EXERCISE REQUIREMENTS → Print every record exactly, with nothing added or left out.

^^^^^^^^

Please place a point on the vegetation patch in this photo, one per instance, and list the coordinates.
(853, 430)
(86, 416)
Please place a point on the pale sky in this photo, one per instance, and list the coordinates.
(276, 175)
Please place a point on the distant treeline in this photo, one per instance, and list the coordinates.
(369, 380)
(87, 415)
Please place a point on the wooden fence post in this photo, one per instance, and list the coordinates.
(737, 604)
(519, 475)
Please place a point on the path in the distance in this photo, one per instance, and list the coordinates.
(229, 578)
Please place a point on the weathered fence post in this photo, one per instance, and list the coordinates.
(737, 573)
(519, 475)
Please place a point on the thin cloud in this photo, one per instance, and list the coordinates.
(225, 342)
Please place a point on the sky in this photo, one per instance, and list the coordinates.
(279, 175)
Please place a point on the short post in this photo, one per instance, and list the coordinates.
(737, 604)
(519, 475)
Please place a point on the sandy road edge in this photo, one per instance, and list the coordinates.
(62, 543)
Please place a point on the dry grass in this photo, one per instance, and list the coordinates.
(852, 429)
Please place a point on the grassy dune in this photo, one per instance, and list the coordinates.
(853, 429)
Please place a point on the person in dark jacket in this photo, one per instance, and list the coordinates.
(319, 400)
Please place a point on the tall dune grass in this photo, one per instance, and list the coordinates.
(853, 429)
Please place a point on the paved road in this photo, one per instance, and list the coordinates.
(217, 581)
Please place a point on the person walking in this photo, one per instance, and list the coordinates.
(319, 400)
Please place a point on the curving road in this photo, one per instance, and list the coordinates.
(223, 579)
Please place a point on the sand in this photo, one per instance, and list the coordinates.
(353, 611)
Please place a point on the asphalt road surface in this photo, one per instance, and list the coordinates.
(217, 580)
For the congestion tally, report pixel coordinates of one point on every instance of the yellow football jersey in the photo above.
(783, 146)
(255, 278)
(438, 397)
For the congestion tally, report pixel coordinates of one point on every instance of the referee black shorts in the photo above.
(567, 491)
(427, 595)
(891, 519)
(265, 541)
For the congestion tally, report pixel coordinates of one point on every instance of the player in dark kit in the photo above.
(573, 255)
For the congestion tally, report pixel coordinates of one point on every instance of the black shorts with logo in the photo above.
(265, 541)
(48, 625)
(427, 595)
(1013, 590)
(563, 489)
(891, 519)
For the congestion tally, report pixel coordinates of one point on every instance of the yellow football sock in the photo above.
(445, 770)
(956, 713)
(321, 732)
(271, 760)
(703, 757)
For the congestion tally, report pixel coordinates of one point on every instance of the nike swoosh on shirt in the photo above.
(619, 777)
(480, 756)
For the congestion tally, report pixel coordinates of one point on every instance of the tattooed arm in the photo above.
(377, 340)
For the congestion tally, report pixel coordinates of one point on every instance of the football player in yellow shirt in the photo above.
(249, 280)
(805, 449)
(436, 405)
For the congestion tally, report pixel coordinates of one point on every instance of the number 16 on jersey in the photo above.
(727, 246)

^^^^^^^^

EXERCISE RESPONSE →
Please place a point on the vegetation patch in this photo, one per instance, and list the coordinates.
(853, 430)
(86, 416)
Please place a point on the pale sky in this photo, one per instance, and list the coordinates.
(276, 175)
Please place a point on the distant treeline in this photo, one per instance, and list the coordinates.
(369, 380)
(87, 415)
Please place a point on the wooden fence post in this photo, one per instance, and list the coordinates.
(737, 604)
(519, 475)
Please place a point on the path in the distance in this photo, one per instance, and list the coordinates.
(229, 578)
Please place a point on the weathered fence post in this photo, one per instance, and list the coordinates.
(737, 573)
(519, 475)
Please place a point on the thin cloud in this photo, one per instance, and list the coordinates.
(225, 342)
Please place a point on the sky in this photo, one per instance, and list the coordinates.
(279, 175)
Please place a point on the short post in this photo, one per instance, and list the coordinates.
(737, 604)
(519, 475)
Please place a point on the sandy road edge in this photo, one per instance, and list the coordinates.
(62, 543)
Please place a point on the dry grass in this photo, one per instance, and list the coordinates.
(852, 429)
Please place a point on the grassy dune in this photo, one per instance, and list the coordinates.
(853, 429)
Please place a point on the person in dark jacket in this photo, one per instance, and list the coordinates.
(319, 400)
Please place a point on the tall dune grass in this photo, one per instance, and list the coordinates.
(853, 429)
Please place a point on the paved road in this photo, one per instance, and list the coordinates.
(217, 581)
Please place a point on the person walking in this photo, one per instance, and list the coordinates.
(319, 400)
Please place a point on the curving road in this photo, one per instance, and list the coordinates.
(223, 579)
Please place a point on the sand in this photo, one per instance, and list the coordinates.
(353, 611)
Please place a point on the asphalt road surface in this photo, one per instance, and list the coordinates.
(217, 580)
For the congestion tally, report pixel coordinates of one point on every instance of the yellow football jersey in the photo above.
(783, 146)
(255, 278)
(438, 397)
For the congestion tally, report pixel coordinates of one point on every instance of the referee black shorts in the photo above.
(567, 491)
(427, 595)
(891, 519)
(265, 541)
For the congestion tally, report pixel coordinates of one point on every instance of the player in dark kit in the photo above.
(573, 255)
For the congestion tally, report pixel coordinates of one point on every instance of the black shorts with logo in the photo above.
(265, 541)
(48, 625)
(427, 595)
(1013, 590)
(563, 489)
(891, 519)
For the congestion tally, report pixel coordinates of one point on every instance of the yellow football sock in the photo above.
(445, 770)
(956, 713)
(321, 732)
(271, 760)
(703, 757)
For the congestion tally, report pixel coordinates of one point on every instance of the nike swoosh on shirt in the photo above.
(619, 777)
(480, 756)
For the congestion tally, report pixel coordinates of one point on every instance of the tattooed arm in the photo above.
(377, 340)
For the congestion tally, report pixel coordinates of one point on every instance of the football player in yellow shirt in the photo above.
(249, 280)
(805, 449)
(436, 405)
For the congestion tally, report pixel coordinates of one point on every instance of the number 16 on jersey in the photo above.
(727, 246)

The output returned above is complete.